Problems to solve:
[A] From the news article, transcribe the passage between "TAHLEQUAH — Cherokee" and "moved to Tulsa.", inclusive.
[B] List every geographic place name that appears in the news article.
[C] Answer these questions from the news article:
(i) How often is Peal required to register?
(ii) In what year was Peal arrested in Cherokee County?
(iii) On how many counts did the jury convict him?
— start of Excerpted text —
Tahlequah Daily Press

Local News

November 15, 2012

Sex offender moves, fails to notify authorities

TAHLEQUAH — Cherokee County sheriff’s officials say a convicted sex offender has apparently moved but failed to notify authorities of his address change.

Sheriff’s Investigator James Brown said Robert A. Peal, 46, is required to register every 90 days as a level-three sex offender.

Peal last registered in June with a Tahlequah address, but Brown said when he recently went to that address, the residents claimed Peal moved to Tulsa.

“He’s moved and hasn’t registered anywhere,” said Brown. “The ladies who live where he was living know him and said he moved in March, but is still getting his mail here. He came June 18 to the sheriff’s office and registered [with the Tahlequah address].”

Brown believes Peal likely registered last June in Tahlequah as a way of avoiding the requirement to register where he now lives.

Peal was arrested in Cherokee County in 1997 on nine felony counts, including lewd molestation and forcible sodomy involving a 6-year-old girl.

Later that year, a jury convicted him on four of the nine counts. Two of the charges had been dismissed before the trial due to a lack of evidence.
— end of Excerpted text —
— start of Entries —
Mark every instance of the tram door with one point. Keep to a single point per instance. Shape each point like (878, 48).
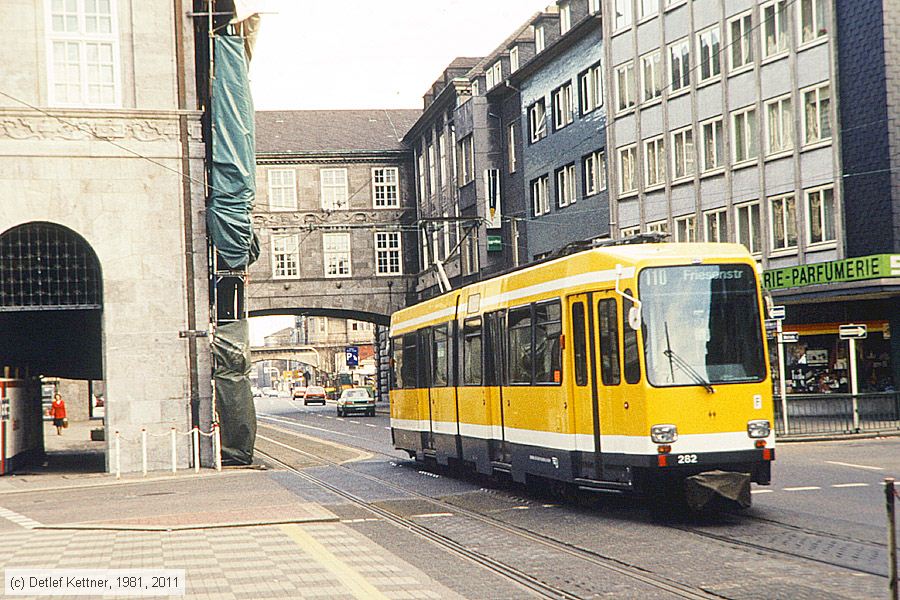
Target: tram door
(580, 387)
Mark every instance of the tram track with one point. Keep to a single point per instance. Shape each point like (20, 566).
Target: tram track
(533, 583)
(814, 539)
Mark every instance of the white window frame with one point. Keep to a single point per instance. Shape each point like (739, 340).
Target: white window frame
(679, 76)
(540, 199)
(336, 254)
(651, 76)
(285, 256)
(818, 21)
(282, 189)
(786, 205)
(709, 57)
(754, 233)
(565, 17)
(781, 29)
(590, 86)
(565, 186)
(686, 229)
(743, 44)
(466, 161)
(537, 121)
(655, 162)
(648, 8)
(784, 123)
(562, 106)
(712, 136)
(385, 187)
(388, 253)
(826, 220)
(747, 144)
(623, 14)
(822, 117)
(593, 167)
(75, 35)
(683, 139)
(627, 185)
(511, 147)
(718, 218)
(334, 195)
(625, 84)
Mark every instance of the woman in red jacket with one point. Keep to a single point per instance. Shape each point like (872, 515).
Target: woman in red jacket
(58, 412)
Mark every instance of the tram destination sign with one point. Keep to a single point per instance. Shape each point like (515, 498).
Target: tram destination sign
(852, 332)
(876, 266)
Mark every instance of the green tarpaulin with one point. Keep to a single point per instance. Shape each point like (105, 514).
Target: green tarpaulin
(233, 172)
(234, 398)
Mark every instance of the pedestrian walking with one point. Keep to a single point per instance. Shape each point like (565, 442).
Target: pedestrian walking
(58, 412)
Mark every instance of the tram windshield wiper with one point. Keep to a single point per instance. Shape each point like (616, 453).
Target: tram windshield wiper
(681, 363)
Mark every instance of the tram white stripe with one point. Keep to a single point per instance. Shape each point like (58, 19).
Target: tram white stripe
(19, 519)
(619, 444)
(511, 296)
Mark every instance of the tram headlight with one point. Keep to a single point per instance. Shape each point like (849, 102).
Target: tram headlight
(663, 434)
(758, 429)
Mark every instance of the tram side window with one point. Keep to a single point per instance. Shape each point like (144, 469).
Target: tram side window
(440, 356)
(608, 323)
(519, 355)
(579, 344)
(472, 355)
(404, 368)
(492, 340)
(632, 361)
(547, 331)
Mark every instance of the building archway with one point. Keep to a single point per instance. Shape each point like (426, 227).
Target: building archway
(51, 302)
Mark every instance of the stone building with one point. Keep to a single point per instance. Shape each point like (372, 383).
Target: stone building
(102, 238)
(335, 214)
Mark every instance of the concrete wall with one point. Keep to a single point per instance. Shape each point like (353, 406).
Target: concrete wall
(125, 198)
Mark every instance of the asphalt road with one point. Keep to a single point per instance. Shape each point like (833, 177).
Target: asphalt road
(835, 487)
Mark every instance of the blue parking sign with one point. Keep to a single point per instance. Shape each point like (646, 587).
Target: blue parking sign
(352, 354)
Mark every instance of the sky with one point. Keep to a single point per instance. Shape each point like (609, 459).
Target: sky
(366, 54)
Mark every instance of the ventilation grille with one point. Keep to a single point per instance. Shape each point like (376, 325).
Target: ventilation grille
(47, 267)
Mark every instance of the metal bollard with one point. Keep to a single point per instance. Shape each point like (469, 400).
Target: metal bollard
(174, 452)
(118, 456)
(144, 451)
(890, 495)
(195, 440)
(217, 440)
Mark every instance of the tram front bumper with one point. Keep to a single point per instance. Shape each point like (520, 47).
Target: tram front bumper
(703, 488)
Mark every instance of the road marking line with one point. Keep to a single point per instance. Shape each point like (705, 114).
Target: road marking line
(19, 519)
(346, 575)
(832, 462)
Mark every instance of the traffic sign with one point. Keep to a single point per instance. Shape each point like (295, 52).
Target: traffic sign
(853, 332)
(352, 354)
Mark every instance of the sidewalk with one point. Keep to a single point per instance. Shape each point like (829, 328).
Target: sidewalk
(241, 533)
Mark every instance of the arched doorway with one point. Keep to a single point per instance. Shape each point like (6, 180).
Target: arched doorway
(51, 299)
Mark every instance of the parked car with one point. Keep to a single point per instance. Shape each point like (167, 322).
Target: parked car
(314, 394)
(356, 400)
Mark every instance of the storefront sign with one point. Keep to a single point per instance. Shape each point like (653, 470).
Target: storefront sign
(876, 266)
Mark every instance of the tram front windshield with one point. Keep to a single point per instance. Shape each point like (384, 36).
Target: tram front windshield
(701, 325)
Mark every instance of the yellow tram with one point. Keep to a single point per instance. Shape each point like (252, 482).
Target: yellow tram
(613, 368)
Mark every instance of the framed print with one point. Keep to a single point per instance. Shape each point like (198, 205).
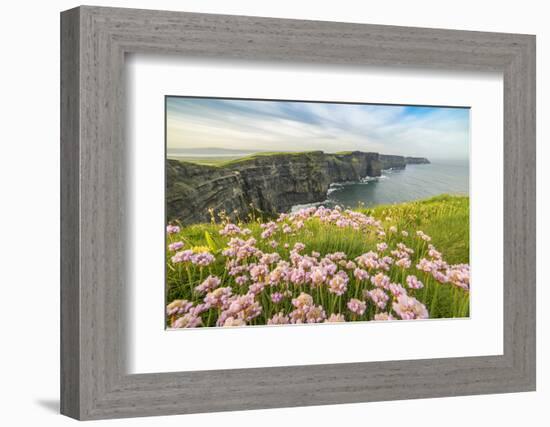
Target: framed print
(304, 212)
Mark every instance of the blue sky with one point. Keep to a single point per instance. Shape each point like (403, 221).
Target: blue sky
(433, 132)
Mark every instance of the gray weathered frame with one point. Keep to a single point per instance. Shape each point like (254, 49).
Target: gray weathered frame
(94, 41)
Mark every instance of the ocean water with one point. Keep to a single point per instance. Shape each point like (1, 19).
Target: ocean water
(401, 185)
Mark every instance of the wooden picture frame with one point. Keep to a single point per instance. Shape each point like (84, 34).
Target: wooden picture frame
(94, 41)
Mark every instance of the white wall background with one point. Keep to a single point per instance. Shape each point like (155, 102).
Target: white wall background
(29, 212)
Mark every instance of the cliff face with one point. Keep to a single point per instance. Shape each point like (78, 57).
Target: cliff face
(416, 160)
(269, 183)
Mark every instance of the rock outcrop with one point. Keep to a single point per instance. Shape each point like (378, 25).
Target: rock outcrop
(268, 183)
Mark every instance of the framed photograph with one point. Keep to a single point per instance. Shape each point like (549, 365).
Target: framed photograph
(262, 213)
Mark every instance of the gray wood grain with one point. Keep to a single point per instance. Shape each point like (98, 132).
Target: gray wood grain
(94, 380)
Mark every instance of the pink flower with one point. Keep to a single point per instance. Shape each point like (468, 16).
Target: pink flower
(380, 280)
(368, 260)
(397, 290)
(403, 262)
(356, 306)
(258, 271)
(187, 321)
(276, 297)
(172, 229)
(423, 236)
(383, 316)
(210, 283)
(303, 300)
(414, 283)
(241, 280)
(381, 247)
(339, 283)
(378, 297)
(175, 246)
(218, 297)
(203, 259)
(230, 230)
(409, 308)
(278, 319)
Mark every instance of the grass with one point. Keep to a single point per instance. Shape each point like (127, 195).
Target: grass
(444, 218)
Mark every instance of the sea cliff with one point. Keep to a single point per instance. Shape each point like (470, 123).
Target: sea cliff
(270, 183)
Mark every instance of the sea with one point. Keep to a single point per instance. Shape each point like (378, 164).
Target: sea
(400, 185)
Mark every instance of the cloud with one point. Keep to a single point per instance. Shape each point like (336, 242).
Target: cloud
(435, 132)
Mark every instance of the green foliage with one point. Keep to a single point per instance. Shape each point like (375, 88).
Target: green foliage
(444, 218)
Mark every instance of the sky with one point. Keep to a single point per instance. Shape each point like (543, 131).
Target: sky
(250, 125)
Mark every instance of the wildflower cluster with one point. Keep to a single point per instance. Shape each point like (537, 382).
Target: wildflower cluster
— end of Entries —
Exercise responses:
[A]
TAHLEQUAH — Cherokee County sheriff’s officials say a convicted sex offender has apparently moved but failed to notify authorities of his address change.

Sheriff’s Investigator James Brown said Robert A. Peal, 46, is required to register every 90 days as a level-three sex offender.

Peal last registered in June with a Tahlequah address, but Brown said when he recently went to that address, the residents claimed Peal moved to Tulsa.

[B]
Tahlequah
Cherokee County
Tulsa

[C]
(i) Every 90 days
(ii) 1997
(iii) Four